**** Extracted material ****

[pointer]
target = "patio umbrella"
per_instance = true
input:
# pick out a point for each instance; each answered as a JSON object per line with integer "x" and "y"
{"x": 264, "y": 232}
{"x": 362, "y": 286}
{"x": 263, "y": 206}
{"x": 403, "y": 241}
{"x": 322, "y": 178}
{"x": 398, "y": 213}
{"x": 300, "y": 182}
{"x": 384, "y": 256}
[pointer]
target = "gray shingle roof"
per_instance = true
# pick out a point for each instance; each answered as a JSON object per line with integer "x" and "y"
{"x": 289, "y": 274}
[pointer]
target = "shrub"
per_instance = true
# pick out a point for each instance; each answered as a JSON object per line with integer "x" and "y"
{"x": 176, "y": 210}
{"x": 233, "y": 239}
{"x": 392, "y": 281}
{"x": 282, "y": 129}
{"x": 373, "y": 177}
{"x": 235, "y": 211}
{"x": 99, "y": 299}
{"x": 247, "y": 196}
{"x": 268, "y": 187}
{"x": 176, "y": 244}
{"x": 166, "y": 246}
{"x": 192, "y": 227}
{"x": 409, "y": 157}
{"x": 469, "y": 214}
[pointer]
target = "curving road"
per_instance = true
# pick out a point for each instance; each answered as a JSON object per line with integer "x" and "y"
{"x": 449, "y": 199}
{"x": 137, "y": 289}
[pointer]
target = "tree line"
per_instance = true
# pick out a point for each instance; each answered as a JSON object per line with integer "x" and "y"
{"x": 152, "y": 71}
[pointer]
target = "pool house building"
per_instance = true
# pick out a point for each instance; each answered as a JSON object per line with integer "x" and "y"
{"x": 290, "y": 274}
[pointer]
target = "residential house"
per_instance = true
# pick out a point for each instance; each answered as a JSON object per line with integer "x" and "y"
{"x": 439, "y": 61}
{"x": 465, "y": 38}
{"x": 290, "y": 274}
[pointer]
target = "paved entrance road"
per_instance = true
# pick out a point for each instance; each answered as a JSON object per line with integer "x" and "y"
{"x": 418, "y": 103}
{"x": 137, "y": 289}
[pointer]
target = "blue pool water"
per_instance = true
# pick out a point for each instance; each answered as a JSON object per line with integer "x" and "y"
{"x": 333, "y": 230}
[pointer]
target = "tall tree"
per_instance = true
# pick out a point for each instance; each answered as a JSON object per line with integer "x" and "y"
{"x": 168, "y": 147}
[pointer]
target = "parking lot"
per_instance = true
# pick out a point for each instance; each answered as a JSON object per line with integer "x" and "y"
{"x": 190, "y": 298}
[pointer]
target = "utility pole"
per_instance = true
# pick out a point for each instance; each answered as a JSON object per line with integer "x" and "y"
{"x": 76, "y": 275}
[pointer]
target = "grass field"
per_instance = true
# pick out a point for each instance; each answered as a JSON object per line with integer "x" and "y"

****

__Given instruction__.
Find each line in the records above that contains the string "road" and copy those lines out in full. Matching is case-sensitive.

__Exercise response__.
target = "curving road"
target = "paved entrance road"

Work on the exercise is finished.